» **The input**
□ □ □ □ □ □ □

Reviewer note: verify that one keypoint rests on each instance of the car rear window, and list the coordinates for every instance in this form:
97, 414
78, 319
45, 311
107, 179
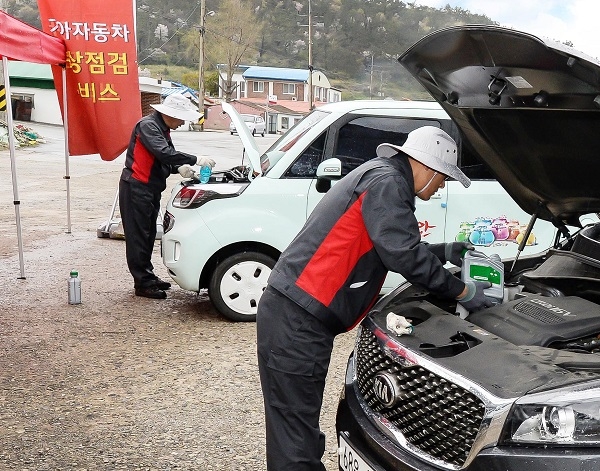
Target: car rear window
358, 139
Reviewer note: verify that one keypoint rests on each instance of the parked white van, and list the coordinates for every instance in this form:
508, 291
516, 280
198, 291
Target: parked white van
226, 235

□ □ □ □ □ □ □

» **To do**
Figure out how many lines of the data above include "keypoint", then give the number and nothing more.

» **Answer to the problem**
2